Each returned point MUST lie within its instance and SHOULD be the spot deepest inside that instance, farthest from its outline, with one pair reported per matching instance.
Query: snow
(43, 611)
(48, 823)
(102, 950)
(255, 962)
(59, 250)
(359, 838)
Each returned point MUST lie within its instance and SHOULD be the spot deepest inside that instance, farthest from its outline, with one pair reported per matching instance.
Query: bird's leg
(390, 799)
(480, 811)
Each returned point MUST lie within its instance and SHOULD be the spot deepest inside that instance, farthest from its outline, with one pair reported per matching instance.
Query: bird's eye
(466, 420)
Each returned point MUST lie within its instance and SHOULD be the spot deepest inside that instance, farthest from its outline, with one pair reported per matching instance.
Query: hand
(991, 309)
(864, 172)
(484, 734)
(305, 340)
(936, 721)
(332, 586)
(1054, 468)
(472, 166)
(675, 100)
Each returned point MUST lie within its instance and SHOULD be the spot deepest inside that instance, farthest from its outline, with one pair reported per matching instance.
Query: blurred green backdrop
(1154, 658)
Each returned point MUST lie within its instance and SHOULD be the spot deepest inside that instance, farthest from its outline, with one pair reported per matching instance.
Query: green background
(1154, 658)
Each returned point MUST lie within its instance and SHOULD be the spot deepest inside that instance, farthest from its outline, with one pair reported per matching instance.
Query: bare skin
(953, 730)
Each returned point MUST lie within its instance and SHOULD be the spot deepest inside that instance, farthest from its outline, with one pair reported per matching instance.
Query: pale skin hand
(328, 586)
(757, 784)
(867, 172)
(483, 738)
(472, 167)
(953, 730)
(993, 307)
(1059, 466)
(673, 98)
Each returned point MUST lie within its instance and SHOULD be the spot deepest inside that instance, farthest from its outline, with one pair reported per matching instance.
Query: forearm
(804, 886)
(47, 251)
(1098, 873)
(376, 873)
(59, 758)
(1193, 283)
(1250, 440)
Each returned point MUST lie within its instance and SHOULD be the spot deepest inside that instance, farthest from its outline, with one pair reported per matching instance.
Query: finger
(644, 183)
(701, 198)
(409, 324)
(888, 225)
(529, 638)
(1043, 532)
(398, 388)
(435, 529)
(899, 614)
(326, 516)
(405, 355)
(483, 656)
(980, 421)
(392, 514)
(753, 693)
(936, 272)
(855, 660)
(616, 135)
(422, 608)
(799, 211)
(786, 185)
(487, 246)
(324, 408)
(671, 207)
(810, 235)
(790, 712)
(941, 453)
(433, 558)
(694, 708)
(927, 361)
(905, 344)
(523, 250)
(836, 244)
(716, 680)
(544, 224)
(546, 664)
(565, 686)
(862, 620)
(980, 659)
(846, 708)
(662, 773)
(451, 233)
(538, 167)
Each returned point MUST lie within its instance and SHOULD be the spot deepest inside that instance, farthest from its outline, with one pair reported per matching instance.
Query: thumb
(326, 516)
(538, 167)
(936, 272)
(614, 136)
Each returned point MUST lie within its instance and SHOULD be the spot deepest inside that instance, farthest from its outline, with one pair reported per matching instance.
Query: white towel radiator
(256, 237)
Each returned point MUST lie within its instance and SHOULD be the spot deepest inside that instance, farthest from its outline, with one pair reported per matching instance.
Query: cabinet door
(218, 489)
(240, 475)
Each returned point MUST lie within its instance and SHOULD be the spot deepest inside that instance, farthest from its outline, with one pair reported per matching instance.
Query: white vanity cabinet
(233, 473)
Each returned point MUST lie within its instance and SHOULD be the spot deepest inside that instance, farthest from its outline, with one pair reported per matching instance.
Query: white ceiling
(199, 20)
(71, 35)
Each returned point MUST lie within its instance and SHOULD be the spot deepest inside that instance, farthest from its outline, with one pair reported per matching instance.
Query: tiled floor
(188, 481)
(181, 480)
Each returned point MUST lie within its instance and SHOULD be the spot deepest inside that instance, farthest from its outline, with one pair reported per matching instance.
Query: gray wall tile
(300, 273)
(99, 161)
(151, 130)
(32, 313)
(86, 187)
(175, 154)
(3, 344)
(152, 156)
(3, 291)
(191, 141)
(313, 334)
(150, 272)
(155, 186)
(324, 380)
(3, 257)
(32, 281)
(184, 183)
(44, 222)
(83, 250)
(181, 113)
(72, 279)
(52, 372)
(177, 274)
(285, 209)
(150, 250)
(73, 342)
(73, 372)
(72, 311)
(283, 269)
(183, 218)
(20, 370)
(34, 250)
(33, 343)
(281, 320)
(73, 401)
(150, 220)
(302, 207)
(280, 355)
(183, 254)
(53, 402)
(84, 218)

§ §

All of the lines above must be returned exactly.

Each returned point MUST lie within its instance and SHOULD be the spot deepest inside that instance, farthest from its outline, with one pair reported per matching instance.
Query: snow
(43, 611)
(48, 823)
(102, 950)
(255, 962)
(59, 250)
(359, 838)
Each returned point MUST lie within its instance and SHOULD be the spot deepest inside that instance, farthest from its outline, with one pair reported per matching instance.
Query: bird's leg
(390, 799)
(480, 811)
Each returned point MUST lie within its instance and SHOULD be the spot deepest inside that instance, farthest from its outline, with one pair reported per matching instance.
Query: bird's eye
(466, 420)
Each returned point MUST lie within its instance and SHOULD be the spot deepest inside that instance, farthest from its outline, with one pair reported per matching instance.
Query: hand
(991, 309)
(864, 172)
(484, 734)
(305, 340)
(936, 721)
(332, 586)
(1054, 468)
(472, 166)
(675, 100)
Each returned point MUST lie within its instance and SHOULD be the spot deepest inside that instance, farthest from its outline, with one pair reported per matching instance.
Query: blurred green backdrop
(1154, 658)
Each returned point MUST lie within its instance and SHOULD be the spot deepest inside that instance, farthest from its outline, with one pair reported per matching instance.
Query: green background
(1154, 658)
Each returned point MUST lie within its instance and SHOULD be the spot deepest inside that instance, farthest from its outline, with one pair reported per matching instance.
Query: bare skin
(953, 730)
Each returned point MUST lie within its instance and SHOULD be the spot deepest inside that instance, farthest from its outline, with one pair reported per matching instance.
Query: pale skin hand
(328, 586)
(757, 784)
(867, 172)
(483, 738)
(472, 167)
(953, 730)
(993, 307)
(1059, 466)
(673, 98)
Each returned point MUST lie within its instance and SHOULD be the spot deepest inside that instance, farthest from its outline, with one pair reported per matching instance.
Query: forearm
(804, 886)
(47, 251)
(1098, 873)
(376, 873)
(59, 758)
(1193, 283)
(1250, 440)
Each returned point MUST lie within its instance and SHOULD be the spot deepest inside that instance, farthest from its outline, with one pair reported per matching instance.
Query: finger
(644, 183)
(701, 198)
(409, 324)
(888, 225)
(529, 638)
(1043, 532)
(398, 388)
(435, 529)
(899, 614)
(326, 516)
(405, 355)
(483, 656)
(980, 421)
(392, 514)
(753, 693)
(936, 272)
(855, 660)
(616, 135)
(422, 608)
(799, 211)
(786, 185)
(487, 246)
(324, 408)
(671, 207)
(810, 235)
(790, 712)
(941, 453)
(433, 558)
(694, 708)
(927, 361)
(905, 344)
(523, 250)
(836, 244)
(716, 680)
(544, 224)
(546, 664)
(565, 686)
(862, 620)
(980, 659)
(846, 708)
(662, 773)
(451, 233)
(538, 167)
Each returned point MUST lie within its instance and SHOULD be the spot deepest inside that instance, farthest from its outline, with one pair reported per matching instance.
Query: thumb
(326, 516)
(538, 167)
(936, 272)
(614, 136)
Each returned point MUST lie within its instance and SHOULD be the spot deepest inside that instance, farthest from its outline, with one pair reported per matching instance.
Query: white towel radiator
(256, 237)
Each returned point MUST lie within its instance and SHOULD be the spot deepest inside that instance, farthest from its outline, with one pair reported per matching instance.
Query: cabinet door
(218, 489)
(240, 475)
Each returned point MUST lie within its instance and SHOULD be the spot deepest inside that instance, farthest from its outline, with one pair reported per matching instance.
Query: white vanity cabinet
(233, 473)
Each returned point MUST lie within its instance and SHOULD be the spot deepest inside that instance, farthest from its outline, with one pair reported per matching instance.
Query: white ceiling
(199, 20)
(71, 35)
Each returned point MUST lie within its instance and SHOULD be the spot deepest inside that instance, farthest from its outline, with one pair reported per matching instance.
Query: tiled floor
(188, 481)
(181, 480)
Each returned point MUST lie within its instance and SHOULD be the spot deepest inside that instance, farthest from its outline, with one pair reported per matching instance.
Query: gray wall tile
(300, 273)
(99, 161)
(151, 130)
(32, 313)
(86, 187)
(175, 154)
(3, 344)
(152, 156)
(3, 291)
(191, 141)
(313, 334)
(150, 272)
(155, 186)
(324, 380)
(3, 257)
(32, 281)
(184, 183)
(44, 222)
(83, 250)
(181, 113)
(72, 279)
(52, 372)
(177, 274)
(285, 209)
(150, 250)
(73, 342)
(73, 372)
(72, 311)
(283, 269)
(183, 218)
(20, 370)
(34, 250)
(33, 343)
(281, 320)
(73, 401)
(150, 220)
(302, 207)
(280, 355)
(183, 254)
(53, 402)
(84, 218)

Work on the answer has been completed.